◆ **PROBLEM 1**
List every distinct identifier in the patch review thread below that begins with "i915_gem_request_".

◆ **PASSAGE TO READ**
It is fine to be removed then I think. Primary thing with busy waits is 
to avoid setup cost of turning on interrupts and scheduling latency of 
putting the waiter to sleep.

Your code already enabled user interrupts before the busy wait so you 
can spin on i915_gem_request_completed which will get signaled from the 
irq handler with little cost.

>>
>>>           if (i915_gem_request_completed(req))
>>>               return 0;
>>>
>>> @@ -1173,6 +1175,9 @@ static int __i915_spin_request(struct
>>> drm_i915_gem_request *req)
>>>
>>>           cpu_relax_lowlatency();
>>>       }
>>> +
>>> +    i915_gem_request_notify(req->ring, false);
>>> +
>>>       if (i915_gem_request_completed(req))
>>>           return 0;
>>>
>>> @@ -1214,9 +1219,14 @@ int __i915_wait_request(struct
>>> drm_i915_gem_request *req,
>>>
>>>       WARN(!intel_irqs_enabled(dev_priv), "IRQs disabled");
>>>
>>> -    if (list_empty(&req->list))
>>> +    if (i915_gem_request_completed(req))
>>>           return 0;
>>>
>>> +    /*
>>> +     * Enable interrupt completion of the request.
>>> +     */
>>> +    fence_enable_sw_signaling(&req->fence);
>>> +
>>
>> There is duplicated user interrupt handling in this function now. Code
>> which does irq get/put directly is still there, but I think it should
>> be removed.
> Not sure exactly what you think is duplicated? The fence function just
> calls back to the i915 code which sets stuff up for interrupt signalling
> (if it hasn't already been done). If the fence is already set up then
> the call is a no-op.

__i915_wait request does explicitly ring->irq_get and irq_put after you 
already enable them via fence_enable_sw_signaling. So it is redundant in 
that respect.

You also probably need to fix up the magical fault injection code which 
is dev_priv->gpu_error.test_irq_rings.

>
>>
>>>       if (i915_gem_request_completed(req))
>>>           return 0;
>>>
>>> @@ -1377,6 +1387,19 @@ static void i915_gem_request_retire(struct
>>> drm_i915_gem_request *request)
>>>       list_del_init(&request->list);
>>>       i915_gem_request_remove_from_client(request);
>>>
>>> +    /* In case the request is still in the signal pending list */
>>
>> When would this happen? (comment hint)
>
> TDR, pre-emption, anything else which can abort a request/batch buffer
> before it has completed. Will update the comment.
>
>>
>>> +    if (!list_empty(&request->signal_link)) {
>>> +        /*
>>> +         * The request must be marked as cancelled and the underlying
>>> +         * fence as both failed. NB: There is no explicit fence fail
>>> +         * API, there is only a manual poke and signal.
>>> +         */
>>> +        request->cancelled = true;
>>> +        /* How to propagate to any associated sync_fence??? */
>>> +        request->fence.status = -EIO;
>>> +        fence_signal_locked(&request->fence);
>>
>> Does the cancelled request has to stay on the signal list? If it could
>> be moved outside of the irq hot list it might be beneficial for list
>> length and simplifying the code in i915_gem_request_notify.

◆ **PROBLEM 2**
Transcribe the rows, starting with the line that contains "Circle the gaiwan" and ending after the line that contains "0,719 -> 750,980".

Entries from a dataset
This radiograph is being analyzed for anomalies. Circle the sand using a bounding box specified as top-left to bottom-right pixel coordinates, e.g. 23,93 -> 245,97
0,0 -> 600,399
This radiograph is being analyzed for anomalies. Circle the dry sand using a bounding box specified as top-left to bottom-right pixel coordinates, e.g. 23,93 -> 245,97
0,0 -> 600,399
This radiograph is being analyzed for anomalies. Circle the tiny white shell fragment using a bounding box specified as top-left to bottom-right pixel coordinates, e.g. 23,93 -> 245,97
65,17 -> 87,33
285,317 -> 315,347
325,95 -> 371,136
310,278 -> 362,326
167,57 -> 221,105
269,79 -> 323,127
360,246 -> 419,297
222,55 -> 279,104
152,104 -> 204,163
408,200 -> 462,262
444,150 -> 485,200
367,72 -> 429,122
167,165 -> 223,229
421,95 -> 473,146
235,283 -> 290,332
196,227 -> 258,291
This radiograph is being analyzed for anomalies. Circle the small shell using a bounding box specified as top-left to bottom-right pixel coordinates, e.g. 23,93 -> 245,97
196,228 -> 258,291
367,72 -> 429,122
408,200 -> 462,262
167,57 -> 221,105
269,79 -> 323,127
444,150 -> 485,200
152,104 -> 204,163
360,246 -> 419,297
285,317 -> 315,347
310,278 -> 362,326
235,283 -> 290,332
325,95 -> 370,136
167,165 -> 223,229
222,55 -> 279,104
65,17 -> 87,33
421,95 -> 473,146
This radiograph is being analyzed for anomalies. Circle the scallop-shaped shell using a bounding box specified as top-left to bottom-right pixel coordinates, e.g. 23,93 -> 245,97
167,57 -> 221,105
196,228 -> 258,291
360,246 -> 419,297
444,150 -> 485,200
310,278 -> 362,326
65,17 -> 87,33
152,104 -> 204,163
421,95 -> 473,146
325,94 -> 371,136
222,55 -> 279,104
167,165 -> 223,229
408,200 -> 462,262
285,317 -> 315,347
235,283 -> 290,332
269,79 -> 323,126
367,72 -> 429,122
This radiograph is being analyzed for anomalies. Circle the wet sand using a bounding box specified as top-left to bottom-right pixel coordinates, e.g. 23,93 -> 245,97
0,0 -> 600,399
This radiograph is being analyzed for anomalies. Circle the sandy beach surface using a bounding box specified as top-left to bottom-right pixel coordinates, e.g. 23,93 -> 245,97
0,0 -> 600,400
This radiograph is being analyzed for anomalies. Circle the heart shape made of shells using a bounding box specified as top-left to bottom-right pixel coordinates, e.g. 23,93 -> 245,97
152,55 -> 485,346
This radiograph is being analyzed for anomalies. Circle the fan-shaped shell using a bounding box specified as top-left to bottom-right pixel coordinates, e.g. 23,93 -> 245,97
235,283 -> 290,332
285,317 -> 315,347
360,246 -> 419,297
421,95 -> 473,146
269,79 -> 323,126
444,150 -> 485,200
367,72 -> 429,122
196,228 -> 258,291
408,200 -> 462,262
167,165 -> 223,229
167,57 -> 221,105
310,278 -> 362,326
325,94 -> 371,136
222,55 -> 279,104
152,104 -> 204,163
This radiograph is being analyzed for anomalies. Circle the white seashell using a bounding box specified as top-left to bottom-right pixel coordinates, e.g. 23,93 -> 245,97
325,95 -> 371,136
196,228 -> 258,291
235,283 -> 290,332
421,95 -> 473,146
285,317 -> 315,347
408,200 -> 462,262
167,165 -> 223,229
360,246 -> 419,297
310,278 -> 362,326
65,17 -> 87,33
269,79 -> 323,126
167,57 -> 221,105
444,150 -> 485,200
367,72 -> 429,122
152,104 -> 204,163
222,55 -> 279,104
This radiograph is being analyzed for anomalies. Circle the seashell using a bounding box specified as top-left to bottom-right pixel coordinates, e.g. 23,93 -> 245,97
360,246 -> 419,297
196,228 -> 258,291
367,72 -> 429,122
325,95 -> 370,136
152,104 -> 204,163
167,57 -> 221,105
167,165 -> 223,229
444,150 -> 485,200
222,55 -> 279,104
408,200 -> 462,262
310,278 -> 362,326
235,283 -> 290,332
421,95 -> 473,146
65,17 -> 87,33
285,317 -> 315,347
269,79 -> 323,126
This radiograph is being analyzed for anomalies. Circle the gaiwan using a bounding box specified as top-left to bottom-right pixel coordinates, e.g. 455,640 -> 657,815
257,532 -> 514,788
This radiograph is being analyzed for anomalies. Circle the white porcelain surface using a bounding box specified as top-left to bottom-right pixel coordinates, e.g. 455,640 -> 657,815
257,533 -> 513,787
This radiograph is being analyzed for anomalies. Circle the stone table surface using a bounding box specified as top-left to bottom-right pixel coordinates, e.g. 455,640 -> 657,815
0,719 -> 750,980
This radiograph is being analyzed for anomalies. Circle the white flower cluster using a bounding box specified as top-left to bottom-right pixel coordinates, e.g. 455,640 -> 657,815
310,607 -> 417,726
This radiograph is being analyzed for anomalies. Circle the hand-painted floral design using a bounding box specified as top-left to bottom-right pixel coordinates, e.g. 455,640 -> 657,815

◆ **FULL ANSWER 1**
i915_gem_request_completed
i915_gem_request_notify
i915_gem_request_remove_from_client
i915_gem_request_retire

◆ **FULL ANSWER 2**
This radiograph is being analyzed for anomalies. Circle the gaiwan using a bounding box specified as top-left to bottom-right pixel coordinates, e.g. 455,640 -> 657,815
257,532 -> 514,788
This radiograph is being analyzed for anomalies. Circle the white porcelain surface using a bounding box specified as top-left to bottom-right pixel coordinates, e.g. 455,640 -> 657,815
257,533 -> 513,787
This radiograph is being analyzed for anomalies. Circle the stone table surface using a bounding box specified as top-left to bottom-right pixel coordinates, e.g. 455,640 -> 657,815
0,719 -> 750,980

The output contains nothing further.